╭──

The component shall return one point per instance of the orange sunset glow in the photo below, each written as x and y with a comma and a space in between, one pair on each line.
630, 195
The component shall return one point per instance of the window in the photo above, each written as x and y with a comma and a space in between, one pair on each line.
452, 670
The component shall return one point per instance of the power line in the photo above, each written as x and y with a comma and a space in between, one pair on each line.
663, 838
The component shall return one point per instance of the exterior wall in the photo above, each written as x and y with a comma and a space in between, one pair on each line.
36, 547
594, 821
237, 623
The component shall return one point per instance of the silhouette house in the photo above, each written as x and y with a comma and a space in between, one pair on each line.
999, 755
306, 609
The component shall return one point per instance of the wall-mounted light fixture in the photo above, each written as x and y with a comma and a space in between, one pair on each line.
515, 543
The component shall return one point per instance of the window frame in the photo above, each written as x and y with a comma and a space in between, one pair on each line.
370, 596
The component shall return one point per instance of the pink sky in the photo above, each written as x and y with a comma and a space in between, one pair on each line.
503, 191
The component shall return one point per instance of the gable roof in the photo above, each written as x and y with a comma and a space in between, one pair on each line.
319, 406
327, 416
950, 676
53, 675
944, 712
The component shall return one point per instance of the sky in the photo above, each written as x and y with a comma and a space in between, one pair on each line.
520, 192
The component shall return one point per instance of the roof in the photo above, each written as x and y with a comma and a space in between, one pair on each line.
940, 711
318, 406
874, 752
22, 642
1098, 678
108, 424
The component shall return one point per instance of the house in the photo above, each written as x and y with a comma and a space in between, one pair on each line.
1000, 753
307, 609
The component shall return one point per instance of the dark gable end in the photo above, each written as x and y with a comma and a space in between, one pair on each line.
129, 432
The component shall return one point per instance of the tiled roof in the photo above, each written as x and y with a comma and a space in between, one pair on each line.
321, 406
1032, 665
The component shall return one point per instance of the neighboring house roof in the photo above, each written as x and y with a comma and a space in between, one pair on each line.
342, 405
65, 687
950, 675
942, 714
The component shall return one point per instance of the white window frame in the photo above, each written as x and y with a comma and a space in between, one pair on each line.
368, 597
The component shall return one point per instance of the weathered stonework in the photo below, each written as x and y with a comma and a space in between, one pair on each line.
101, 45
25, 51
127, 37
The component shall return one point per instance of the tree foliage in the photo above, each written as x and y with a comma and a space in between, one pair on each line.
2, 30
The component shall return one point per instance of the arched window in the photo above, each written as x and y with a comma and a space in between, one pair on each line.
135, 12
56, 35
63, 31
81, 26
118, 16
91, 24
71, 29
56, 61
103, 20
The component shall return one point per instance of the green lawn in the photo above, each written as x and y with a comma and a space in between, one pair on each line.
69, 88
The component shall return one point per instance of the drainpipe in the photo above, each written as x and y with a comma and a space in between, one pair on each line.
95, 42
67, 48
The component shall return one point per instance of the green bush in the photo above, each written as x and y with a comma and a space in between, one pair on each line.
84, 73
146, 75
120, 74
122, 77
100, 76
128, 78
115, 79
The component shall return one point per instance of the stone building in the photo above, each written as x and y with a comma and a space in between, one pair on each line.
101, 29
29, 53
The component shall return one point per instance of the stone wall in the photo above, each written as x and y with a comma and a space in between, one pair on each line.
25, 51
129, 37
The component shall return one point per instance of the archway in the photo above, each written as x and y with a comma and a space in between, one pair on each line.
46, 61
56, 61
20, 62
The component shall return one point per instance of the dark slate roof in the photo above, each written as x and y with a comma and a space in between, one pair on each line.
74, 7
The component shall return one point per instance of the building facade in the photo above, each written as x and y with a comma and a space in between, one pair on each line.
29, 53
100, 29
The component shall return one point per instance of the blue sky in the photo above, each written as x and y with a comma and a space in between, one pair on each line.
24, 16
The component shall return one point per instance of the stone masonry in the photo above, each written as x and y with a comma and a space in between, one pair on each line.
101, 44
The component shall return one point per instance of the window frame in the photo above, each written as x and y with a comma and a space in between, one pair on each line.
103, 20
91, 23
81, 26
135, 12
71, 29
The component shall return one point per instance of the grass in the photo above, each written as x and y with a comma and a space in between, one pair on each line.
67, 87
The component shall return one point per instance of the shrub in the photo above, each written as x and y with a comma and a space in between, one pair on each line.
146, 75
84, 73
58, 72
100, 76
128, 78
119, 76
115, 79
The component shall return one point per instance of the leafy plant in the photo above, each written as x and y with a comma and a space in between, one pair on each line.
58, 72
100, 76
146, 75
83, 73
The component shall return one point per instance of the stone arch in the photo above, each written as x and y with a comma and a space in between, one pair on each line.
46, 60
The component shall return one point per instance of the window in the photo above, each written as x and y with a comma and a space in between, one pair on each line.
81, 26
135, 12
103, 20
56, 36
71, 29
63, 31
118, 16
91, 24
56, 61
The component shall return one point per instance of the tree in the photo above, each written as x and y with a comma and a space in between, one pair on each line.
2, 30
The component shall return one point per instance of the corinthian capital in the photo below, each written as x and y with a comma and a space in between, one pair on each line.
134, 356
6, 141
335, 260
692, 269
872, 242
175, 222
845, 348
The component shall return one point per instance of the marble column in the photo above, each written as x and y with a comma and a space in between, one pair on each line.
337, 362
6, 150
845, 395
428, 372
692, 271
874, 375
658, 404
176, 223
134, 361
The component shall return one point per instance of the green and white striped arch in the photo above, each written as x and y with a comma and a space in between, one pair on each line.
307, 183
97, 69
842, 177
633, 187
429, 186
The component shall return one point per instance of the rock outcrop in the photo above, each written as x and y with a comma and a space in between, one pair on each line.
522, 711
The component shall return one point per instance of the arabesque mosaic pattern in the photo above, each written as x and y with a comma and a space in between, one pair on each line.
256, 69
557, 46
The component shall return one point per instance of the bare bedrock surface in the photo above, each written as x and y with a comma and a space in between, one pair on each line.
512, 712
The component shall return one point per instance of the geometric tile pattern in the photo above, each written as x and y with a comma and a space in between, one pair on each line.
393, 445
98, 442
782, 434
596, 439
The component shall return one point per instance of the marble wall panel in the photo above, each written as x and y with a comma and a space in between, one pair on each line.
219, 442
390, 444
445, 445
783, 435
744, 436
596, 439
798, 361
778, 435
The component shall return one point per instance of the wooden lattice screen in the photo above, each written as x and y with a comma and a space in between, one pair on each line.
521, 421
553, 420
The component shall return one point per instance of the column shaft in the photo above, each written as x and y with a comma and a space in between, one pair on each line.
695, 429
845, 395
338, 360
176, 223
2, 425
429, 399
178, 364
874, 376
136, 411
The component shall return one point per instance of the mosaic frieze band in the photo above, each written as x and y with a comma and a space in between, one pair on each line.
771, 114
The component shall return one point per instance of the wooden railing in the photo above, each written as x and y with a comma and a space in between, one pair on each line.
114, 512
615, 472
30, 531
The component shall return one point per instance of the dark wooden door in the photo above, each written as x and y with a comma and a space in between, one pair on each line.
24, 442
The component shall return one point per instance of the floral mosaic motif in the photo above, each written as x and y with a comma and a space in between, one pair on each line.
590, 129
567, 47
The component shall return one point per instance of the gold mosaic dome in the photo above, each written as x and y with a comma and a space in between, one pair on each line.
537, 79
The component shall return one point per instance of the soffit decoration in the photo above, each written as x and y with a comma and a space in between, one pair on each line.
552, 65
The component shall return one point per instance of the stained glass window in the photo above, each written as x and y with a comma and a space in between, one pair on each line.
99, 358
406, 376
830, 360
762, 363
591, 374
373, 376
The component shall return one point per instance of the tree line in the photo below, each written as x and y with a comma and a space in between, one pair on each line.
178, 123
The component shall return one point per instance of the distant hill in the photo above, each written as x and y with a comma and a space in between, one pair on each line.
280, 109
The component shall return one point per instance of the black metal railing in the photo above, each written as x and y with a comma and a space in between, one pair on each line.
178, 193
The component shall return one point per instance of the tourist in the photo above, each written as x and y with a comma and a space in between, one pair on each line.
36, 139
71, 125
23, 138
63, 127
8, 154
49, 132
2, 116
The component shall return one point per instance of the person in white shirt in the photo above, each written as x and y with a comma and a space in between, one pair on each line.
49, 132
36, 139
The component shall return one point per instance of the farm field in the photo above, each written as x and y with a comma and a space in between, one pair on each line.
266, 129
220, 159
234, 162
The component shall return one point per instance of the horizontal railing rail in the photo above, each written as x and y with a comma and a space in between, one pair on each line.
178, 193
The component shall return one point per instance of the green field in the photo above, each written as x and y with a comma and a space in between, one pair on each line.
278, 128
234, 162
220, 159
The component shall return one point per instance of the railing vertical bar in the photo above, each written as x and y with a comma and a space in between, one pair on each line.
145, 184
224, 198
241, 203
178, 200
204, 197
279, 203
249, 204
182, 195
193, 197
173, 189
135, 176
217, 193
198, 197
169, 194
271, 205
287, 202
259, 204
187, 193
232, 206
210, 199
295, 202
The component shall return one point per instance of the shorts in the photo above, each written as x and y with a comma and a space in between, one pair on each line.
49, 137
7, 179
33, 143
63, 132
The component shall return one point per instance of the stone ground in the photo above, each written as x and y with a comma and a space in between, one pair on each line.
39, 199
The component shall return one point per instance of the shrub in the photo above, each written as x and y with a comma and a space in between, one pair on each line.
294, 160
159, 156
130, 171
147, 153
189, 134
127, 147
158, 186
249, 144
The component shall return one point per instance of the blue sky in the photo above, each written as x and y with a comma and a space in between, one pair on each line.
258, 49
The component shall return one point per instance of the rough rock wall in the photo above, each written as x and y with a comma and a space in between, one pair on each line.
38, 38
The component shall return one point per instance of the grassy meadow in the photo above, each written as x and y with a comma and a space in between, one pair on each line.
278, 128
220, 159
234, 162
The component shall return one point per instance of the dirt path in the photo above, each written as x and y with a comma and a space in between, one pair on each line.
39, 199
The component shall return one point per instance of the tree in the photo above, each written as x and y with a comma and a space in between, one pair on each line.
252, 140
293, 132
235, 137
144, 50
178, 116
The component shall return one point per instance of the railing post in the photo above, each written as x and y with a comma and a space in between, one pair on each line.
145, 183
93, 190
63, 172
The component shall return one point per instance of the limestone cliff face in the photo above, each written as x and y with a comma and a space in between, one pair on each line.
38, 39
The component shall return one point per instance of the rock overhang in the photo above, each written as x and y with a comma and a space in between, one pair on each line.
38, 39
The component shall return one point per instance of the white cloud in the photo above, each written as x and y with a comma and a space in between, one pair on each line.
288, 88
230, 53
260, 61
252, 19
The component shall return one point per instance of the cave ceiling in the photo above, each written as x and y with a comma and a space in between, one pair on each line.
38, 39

╰──

Directions.
Output only the lines running from the line with "of the limestone" through the final line of the data, inclusive.

Correct response.
The component shall return one point per instance of the limestone cliff face in the photo above, each written as x and y with a comma and a space in between, one pair on each line.
38, 39
The component shall return one point per instance of the rock overhang in the photo above, each written as x and y with a comma and a space in between, one pair on each line.
38, 39
The component shall return one point per instance of the white cloud in the photo above, each written as x and y with a comma and a space in between, one pair on each line.
288, 88
230, 53
260, 61
252, 19
The component shall return one point per instance of the cave ceiling in the photo above, each written as x and y with a comma and a space in between, one pair on each line.
38, 39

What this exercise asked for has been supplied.